● KUTIPAN
# # # # #
LGBT Sebagai Bahaya yang Serius
Tolak LGBT |
Beberapa
hari lalu MK
memutuskan menolak mengadili gugatan soal LGBT. MK kehilangan kesempatan untuk
memperluas pengertian perbuatan cabul yang terlarang dalam hukum pidana,
sehingga perbuatan zina & cabul penyandang pelaku sex menyimpang LGBT tetap tidak dapat dipidana, dan publik melihat
tidak adanya larangan tegas dan ancaman pidana bagi pelaku LGBT.
Hari ini
kita disadarkan terhadap fakta bahwa perilaku orang terkutuk Lesbian, Gay,
Biseksual dan Transgender (LGBT) telah menyebar sedemikian rupa di masyarakat.
Komunitas LGBT bergerak untuk mengubah dirinya dari kelompok marjinal menjadi
kelompok yang mendapat legitimasi resmi dari pemerintah dan masyarakat pada
umumnya. Saat ini, komunitas ini dibentuk untuk memerangi HIV, yang seolah-olah
menyoroti penderitaan kaum homoseksual, yang menderita HIV.
# # # # #
● MATERI TERSEDIA

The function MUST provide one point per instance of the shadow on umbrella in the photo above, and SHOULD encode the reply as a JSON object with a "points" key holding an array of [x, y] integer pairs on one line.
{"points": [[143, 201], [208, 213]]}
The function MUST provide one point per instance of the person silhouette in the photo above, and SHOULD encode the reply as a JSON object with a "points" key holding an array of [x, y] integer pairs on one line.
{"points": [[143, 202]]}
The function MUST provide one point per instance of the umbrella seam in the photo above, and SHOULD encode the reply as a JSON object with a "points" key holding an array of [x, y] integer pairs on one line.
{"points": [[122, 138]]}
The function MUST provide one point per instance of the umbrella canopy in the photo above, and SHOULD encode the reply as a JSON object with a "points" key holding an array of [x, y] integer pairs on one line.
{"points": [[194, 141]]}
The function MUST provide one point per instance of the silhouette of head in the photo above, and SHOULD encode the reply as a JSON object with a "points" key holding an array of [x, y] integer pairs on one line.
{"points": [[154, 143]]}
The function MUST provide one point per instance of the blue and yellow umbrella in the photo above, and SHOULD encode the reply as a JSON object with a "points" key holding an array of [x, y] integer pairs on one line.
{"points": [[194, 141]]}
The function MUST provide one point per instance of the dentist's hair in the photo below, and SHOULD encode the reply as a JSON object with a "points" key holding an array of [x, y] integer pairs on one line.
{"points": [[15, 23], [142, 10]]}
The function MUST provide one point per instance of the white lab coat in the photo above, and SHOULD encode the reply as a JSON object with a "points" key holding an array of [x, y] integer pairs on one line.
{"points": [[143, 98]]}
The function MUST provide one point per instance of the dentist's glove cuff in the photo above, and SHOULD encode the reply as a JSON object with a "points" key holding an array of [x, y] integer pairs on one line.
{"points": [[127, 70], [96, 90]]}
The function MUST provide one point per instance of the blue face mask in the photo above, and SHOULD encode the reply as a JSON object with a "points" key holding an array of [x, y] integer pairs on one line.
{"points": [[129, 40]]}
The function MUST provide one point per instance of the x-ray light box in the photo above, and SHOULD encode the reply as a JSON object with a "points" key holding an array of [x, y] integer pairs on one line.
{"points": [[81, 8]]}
# # # # #
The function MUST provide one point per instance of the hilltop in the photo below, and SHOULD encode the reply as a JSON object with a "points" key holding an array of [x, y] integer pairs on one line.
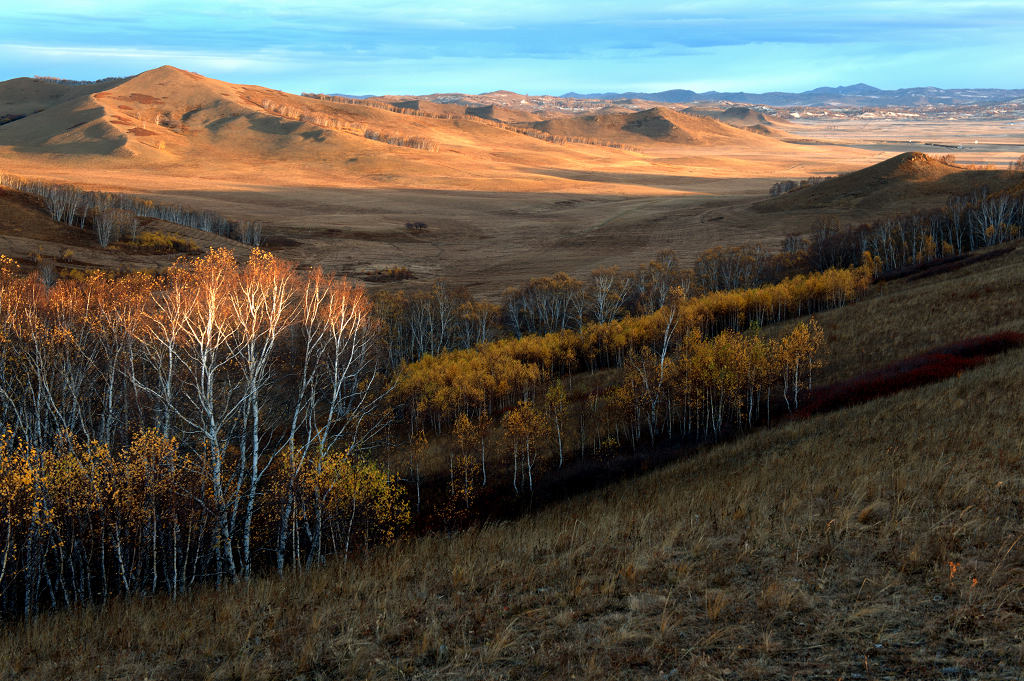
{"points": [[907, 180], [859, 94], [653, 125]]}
# # # # #
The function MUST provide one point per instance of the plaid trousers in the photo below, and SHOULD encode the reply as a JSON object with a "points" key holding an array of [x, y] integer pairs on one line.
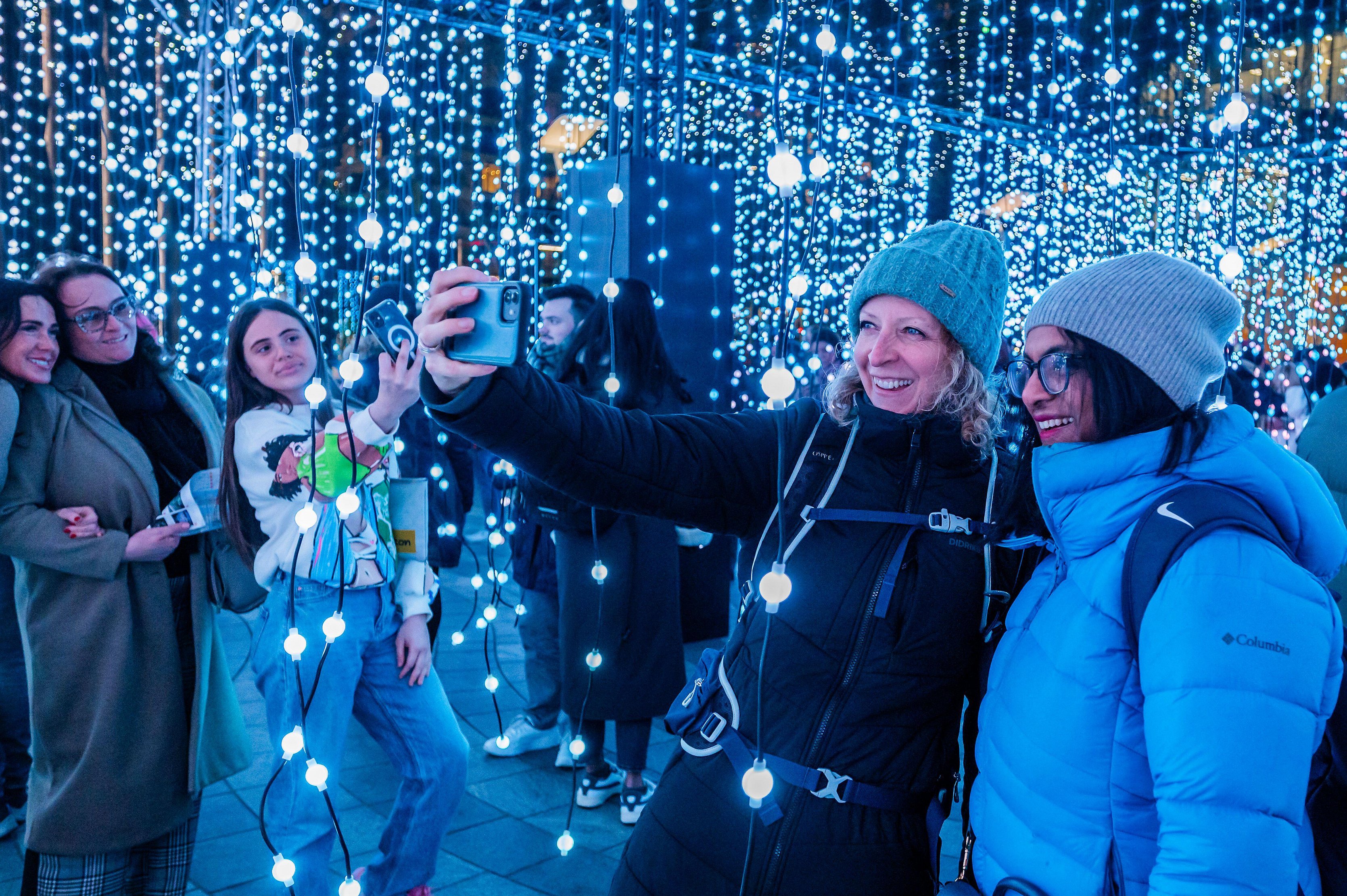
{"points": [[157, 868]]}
# # # # #
● SOAL
Dalam kutipan, singkatan LGBT diuraikan menjadi apa saja? Materi di atas diambil dari sumber yang berbeda.

● HASIL LATIHAN
Lesbian, Gay, Biseksual, Transgender